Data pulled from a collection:
---------------
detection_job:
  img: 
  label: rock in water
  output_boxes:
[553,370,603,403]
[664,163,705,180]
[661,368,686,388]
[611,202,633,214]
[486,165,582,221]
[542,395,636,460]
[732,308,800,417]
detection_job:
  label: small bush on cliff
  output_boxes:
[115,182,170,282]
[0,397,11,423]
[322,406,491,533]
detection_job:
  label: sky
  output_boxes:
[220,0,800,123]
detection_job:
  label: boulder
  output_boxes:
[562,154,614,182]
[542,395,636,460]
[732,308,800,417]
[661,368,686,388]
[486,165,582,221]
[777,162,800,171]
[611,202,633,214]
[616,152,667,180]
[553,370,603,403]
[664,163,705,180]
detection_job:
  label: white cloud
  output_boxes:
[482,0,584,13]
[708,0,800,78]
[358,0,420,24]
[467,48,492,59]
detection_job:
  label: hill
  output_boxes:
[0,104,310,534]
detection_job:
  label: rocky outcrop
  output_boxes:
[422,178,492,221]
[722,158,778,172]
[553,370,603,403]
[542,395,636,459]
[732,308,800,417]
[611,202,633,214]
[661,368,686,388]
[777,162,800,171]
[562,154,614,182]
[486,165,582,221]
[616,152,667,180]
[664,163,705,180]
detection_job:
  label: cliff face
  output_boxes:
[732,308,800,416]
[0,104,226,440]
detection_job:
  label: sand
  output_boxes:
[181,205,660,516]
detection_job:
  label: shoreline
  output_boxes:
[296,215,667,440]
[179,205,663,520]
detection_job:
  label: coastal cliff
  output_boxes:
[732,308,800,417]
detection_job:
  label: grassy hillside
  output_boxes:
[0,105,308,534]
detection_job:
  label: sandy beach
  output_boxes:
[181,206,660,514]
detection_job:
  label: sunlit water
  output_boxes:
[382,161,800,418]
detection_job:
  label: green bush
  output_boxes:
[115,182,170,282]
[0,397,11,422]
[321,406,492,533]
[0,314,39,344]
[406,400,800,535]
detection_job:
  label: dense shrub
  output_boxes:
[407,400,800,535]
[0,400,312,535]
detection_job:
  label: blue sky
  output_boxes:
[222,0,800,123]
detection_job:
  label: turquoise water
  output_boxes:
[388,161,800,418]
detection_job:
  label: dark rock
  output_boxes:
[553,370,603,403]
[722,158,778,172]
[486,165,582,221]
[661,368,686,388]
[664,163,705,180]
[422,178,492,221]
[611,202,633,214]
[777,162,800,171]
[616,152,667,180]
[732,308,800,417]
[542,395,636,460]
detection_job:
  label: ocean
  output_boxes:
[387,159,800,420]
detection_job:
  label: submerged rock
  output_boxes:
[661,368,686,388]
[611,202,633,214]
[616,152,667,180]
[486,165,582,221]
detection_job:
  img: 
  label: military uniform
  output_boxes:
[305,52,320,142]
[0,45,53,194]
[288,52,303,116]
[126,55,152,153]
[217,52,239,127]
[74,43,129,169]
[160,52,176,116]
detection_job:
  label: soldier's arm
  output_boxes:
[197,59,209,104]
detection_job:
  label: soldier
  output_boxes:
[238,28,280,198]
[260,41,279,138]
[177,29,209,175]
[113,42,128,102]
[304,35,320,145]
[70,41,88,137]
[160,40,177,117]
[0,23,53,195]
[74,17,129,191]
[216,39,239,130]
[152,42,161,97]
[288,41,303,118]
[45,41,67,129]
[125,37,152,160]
---------------
#### Task instructions
Count the lines in the rows above that contain the word "bush" and give only that number.

#### Output for this task
2